[What is being asked]: Quote each record exactly, please, leaving none out.

*****

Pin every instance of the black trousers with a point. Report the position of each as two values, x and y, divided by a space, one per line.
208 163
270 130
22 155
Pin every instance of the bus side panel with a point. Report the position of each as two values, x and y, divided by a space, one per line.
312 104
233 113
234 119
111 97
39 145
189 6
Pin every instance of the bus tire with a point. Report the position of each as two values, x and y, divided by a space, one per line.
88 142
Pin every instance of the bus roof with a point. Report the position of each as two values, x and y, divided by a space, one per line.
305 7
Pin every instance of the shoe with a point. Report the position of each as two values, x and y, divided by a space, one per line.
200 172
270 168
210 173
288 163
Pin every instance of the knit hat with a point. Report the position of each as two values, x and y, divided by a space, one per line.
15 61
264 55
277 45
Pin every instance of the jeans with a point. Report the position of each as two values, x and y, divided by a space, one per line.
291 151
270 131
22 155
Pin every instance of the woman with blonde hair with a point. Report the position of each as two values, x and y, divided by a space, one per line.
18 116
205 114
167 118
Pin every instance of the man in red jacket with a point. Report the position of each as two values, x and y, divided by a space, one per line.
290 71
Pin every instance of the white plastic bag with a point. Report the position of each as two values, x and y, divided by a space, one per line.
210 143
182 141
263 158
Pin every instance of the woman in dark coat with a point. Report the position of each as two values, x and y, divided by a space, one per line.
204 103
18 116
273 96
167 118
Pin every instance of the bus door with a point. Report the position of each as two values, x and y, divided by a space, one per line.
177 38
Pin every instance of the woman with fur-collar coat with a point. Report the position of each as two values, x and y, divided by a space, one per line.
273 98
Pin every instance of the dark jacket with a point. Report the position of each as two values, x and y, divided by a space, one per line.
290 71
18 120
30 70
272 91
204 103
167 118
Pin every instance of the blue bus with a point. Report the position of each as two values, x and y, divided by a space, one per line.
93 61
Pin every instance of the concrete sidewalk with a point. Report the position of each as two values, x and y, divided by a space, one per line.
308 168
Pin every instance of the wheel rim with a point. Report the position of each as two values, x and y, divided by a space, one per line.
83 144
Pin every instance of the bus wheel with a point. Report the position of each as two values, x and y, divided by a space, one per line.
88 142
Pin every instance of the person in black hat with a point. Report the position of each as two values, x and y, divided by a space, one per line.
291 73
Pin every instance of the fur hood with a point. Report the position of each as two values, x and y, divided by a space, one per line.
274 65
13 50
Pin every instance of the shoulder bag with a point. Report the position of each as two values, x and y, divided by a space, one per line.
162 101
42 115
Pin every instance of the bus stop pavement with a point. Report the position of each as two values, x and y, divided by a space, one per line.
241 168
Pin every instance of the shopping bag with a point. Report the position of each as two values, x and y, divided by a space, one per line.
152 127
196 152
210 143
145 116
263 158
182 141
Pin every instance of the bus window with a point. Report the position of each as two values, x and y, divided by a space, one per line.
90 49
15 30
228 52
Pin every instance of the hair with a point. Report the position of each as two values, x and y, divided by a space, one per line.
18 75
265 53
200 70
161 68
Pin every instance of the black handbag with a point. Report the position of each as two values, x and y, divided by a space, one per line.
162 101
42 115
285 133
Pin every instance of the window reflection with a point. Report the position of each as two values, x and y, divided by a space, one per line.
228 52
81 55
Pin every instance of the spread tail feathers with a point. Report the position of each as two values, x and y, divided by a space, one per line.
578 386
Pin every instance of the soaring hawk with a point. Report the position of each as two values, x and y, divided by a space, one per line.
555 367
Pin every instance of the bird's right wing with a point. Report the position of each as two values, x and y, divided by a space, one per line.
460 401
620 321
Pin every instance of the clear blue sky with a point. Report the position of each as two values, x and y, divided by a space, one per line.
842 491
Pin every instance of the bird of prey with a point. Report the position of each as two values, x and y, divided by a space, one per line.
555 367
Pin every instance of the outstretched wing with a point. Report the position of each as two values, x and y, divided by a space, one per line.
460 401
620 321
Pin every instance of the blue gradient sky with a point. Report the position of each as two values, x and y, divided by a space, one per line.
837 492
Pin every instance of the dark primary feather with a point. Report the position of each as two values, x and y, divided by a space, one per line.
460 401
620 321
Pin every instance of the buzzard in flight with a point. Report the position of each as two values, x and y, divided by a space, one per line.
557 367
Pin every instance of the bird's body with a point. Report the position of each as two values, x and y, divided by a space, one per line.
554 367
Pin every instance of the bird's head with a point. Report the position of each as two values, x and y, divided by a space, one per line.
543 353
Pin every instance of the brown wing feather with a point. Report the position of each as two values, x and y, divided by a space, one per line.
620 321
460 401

*****

[Response to the exercise]:
Pin every instance of the black trousers with a point. Report the position of each as two values, x and y, divided by a space, one per line.
208 163
270 130
22 155
Pin every instance of the bus side panel with a point. Report the position of each as two values, x and y, divided by a space, one per line.
312 104
233 113
234 119
111 97
39 145
189 6
Pin every instance of the bus tire with a point. Report the position of each as two values, x and y, divided by a space, one per line.
88 142
Pin every instance of the bus roof with a point. Report the position of each as two values, x and y, divided by a space, one per line.
305 7
Pin every instance of the shoe with a point. Report the position of each as two values, x and y, divided by a space, one per line.
200 172
270 168
210 173
288 163
Pin every instance of the knit hat with a point. Report the position of each as two values, x and y, divided by a space, one per line.
15 61
264 55
277 45
Pin every instance of the jeans with a point. Report the position of each as two values, x and y, divided by a space, one per line.
291 151
270 131
22 155
Pin every instance of the woman with blonde hair with a point. Report the position of each as two values, x and y, divided by a space, one per line.
18 116
205 114
167 118
Pin every instance of the man in red jacket with a point. Report the position of each as two values, x and y, divided by a space, one per line.
290 71
Pin every instance of the white plastic bag with a point. Report the position of each as two values, x and y, divided by a space, one per line.
210 143
182 141
263 158
Pin every instance of the woman in dark coat with a point. Report the position of each as two values, x and y, divided by a space, one per line.
204 103
18 116
273 96
167 118
Pin every instance of the bus door with a point. Report the position of each as two values, x and y, divided by a space, one per line.
177 38
Pin every instance of the woman with fur-collar coat with a point. Report the position of each as two values, x and y, divided by a space, one per line.
273 98
Pin every instance of the dark jacket with a point. Report the position of each as two values, x and y, divided by a space, one per line.
290 71
18 120
30 70
272 91
204 103
167 118
Pin every instance of the blue bus with a point. Report the position of each as two values, x and y, divided by a space, one per line.
93 61
Pin every instance of the concrete sidewalk with a point. Report the position of each as two values, x and y, divided by a space, one per line.
308 168
Pin every instance of the wheel rim with a point. Report the position of each as two values, x and y, divided by a space, one per line.
83 144
Pin every instance of the bus wheel with a point. Report the position of each as two values, x and y, divided by a space, one per line.
88 142
Pin every instance of the person in black hat with a point. Report the position of each as two values, x and y, divided by a space, one per line.
291 73
Pin every instance of the fur hood with a point. Report the position of each as two values, x and y, divided by a space, one per line.
274 65
13 50
Pin every instance of the shoulder bag with a point. Report the position of each as two values, x and y, divided by a space, one per line.
162 101
42 115
Pin every instance of the bus stop pavement with a point. Report the position of each as two values, x and y, divided by a space, one per line.
241 168
Pin every instance of the shopping bag with a point. Report the position of each as two values, x and y, divided by a space, one per line.
152 127
196 152
210 143
145 116
263 158
182 141
Pin every instance of the bus window with a point. Report the position of each as two values, x and y, divided by a space, one per line.
90 49
15 30
228 52
Pin every instance of the hair with a point. Report the position of each as two values, x and y, divided by a space, one per line.
18 75
265 53
200 70
161 68
Pin every instance of the black handbag with a point. Report the position of each as two values, x and y, divided by a space, one per line.
162 101
42 115
285 133
Pin every instance of the window reflection with a point. Report the position of each as two values, x and y, divided by a space, one per line.
228 52
81 55
Pin every instance of the spread tail feathers with a point. Report the position of each as two values, x and y, divided by a space, one per line.
578 386
Pin every instance of the soaring hawk with a point. Report the position of each as two values, x and y, divided by a space, one per line.
555 367
Pin every instance of the bird's right wing with a point. Report the position of each as two values, x and y, divided by a space, one per line.
460 401
620 321
Pin every instance of the clear blue sky with a point. Report the position of each as two values, x and y, divided by a space, one per line.
842 491
Pin every instance of the bird of prey with a point. Report the position of each as two values, x and y, divided by a space, one per line.
555 367
Pin every instance of the outstretched wing with a point. Report the position of each as two values, x and y, divided by a space, one per line.
460 401
620 321
Pin every instance of the blue gradient sky with a point. Report the position of each as two values, x and y, divided by a space, one per line.
837 492
Pin every instance of the dark primary feather with a point. Report the position of each as two values, x and y, divided by a space, one per line.
460 401
620 321
Pin every instance of the buzzard in flight with a point. Report the position of each as two values, x and y, divided by a space, one per line.
557 367
Pin every instance of the bird's body with a point. Report the position of each as two values, x and y, divided by a space, one per line.
554 367
Pin every instance of the bird's head with a point. Report the position of each as two values, x and y, divided by a space, one per line.
543 353
Pin every instance of the brown wing feather with a point. Report the position of each as two values, x and y, divided by a space, one per line.
620 321
460 401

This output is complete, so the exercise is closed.